* **Task set**
(a) In the passage on stroke, reproduce the words starting with "The main signs" and going on through "they urgently need.".
(b) According to the passage on stroke, what causes an Ischemic stroke?
(c) Extend the passage on stroke from where it stops.

Stroke takes two main forms, an Ischemic stroke and a Haemorrhagic stroke and they have very different causes.
By far and away the most common is the Ischemic stroke which is caused by a blockage in the blood supply within the brain and if not treated quickly this can lead to brain damage or even death. Sometimes the blockage self-clears fairly quickly and where this happens the casualty may have suffered a Transient Ischemic Attack (TIA) or ’mini-stroke’ as it’s often referred to.
The main signs and symptoms of a stroke are the ones that are frequently advertised as the FAST signs so:
F: Face – does the face droop or sag on one side, perhaps around the eye or mouth?
A: Arms – can the patient lift both arms up to the same height and keep them there or does one arm drop or sag?
S: Speech – can the patient speak normally or at all; is their speech slurred; can they remember basic facts such as their name or where they live?
T: Time – time to call 999. The faster we act, the sooner the patient gets the treatment they urgently need.

* **Recorded information**
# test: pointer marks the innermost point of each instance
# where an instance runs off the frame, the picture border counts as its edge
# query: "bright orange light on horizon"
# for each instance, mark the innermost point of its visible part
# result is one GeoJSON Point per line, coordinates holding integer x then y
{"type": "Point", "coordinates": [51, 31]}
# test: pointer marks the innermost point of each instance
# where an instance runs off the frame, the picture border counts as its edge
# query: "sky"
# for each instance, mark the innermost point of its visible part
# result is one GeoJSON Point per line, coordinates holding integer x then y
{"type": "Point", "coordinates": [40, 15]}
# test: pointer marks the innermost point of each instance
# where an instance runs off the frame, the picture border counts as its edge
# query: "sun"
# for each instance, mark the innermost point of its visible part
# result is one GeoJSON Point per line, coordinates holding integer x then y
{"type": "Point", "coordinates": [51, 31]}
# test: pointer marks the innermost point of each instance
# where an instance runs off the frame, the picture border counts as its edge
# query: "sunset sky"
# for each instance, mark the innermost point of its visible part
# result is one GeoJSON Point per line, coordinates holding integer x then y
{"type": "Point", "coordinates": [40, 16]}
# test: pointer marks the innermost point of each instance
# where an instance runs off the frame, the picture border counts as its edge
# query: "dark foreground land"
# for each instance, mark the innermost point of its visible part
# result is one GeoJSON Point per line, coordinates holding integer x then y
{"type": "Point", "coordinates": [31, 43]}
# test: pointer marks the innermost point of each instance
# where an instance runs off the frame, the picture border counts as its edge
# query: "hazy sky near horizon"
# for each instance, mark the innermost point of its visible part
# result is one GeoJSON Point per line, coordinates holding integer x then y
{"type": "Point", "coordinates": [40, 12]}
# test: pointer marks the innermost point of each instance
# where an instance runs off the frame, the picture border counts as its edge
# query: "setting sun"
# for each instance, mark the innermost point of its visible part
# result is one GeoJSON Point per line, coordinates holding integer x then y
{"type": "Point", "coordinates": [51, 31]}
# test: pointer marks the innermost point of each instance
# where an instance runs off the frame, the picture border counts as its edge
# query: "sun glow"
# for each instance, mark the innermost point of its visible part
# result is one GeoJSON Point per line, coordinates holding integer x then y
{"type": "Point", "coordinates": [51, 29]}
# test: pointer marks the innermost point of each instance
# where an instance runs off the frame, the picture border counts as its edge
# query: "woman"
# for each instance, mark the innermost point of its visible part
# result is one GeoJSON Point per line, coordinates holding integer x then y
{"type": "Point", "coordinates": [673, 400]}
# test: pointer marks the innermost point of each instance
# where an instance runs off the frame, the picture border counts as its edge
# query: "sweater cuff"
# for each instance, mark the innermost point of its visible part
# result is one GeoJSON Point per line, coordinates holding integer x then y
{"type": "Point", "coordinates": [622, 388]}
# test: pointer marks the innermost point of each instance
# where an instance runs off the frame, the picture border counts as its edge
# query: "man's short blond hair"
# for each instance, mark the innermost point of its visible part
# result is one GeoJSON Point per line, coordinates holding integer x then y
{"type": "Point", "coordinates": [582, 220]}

* **Answer list**
(a)
The main signs and symptoms of a stroke are the ones that are frequently advertised as the FAST signs so:
F: Face – does the face droop or sag on one side, perhaps around the eye or mouth?
A: Arms – can the patient lift both arms up to the same height and keep them there or does one arm drop or sag?
S: Speech – can the patient speak normally or at all; is their speech slurred; can they remember basic facts such as their name or where they live?
T: Time – time to call 999. The faster we act, the sooner the patient gets the treatment they urgently need.

(b) A blockage in the blood supply within the brain.

(c)
A Haemorrhagic stroke is caused by a bleed to the brain and around 15% of strokes are as a result of a bleed. The signs and symptoms of a Haemorrhagic Stroke may well follow FAST but there can be additional things to watch out for:
- A sudden, severe headache that just gets worse and pain killers don’t seem to help
- A deepening of their skin colour; becoming flushed or darker
- Sudden blurred vison or loss of sight in one or both eyes
- A sudden weakness or numbness on one side of the body including hands, legs or feet
- Sudden memory loss, confusion, dizziness or a sudden fall
If you see any of these signs and symptoms then you must seek urgent medical attention and call 999
The longer you delay, the worse the chances are of a good outcome.